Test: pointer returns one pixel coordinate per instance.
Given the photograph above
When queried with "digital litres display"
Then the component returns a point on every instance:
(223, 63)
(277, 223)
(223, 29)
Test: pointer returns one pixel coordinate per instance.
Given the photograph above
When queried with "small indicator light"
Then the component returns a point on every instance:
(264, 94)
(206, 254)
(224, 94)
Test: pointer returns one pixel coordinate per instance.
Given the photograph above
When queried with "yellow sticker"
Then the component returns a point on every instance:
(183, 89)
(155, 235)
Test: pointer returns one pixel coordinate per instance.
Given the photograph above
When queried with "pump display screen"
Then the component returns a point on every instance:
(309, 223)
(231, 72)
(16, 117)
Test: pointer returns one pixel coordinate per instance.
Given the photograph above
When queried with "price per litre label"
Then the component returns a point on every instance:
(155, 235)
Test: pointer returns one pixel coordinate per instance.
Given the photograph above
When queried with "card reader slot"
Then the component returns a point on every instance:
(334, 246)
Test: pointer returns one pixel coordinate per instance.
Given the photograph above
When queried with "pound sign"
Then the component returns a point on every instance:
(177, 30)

____

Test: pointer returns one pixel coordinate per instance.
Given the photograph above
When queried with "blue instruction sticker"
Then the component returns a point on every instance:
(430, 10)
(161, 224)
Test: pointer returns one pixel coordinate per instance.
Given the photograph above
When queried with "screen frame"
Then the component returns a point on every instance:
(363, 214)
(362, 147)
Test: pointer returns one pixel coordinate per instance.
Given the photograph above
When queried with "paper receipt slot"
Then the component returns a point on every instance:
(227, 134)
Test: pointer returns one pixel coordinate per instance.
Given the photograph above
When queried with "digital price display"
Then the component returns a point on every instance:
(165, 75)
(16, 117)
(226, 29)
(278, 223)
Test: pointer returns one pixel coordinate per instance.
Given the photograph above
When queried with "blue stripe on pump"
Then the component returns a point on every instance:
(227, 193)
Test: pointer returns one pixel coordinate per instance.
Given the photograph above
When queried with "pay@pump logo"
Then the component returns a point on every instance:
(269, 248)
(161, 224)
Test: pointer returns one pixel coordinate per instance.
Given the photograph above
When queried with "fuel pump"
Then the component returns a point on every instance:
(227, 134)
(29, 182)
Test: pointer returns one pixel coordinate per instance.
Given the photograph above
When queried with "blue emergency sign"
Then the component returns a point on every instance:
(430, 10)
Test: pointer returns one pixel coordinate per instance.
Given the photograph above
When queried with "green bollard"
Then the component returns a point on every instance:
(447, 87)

____

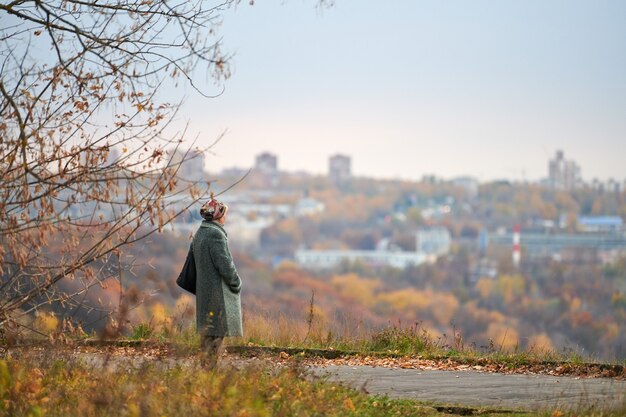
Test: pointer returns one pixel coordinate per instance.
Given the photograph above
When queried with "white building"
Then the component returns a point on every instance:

____

# What you need to do
Please state how many lines in the data above contain the string "digital", with case counting. Reply with the number alone.

# Solved exercise
2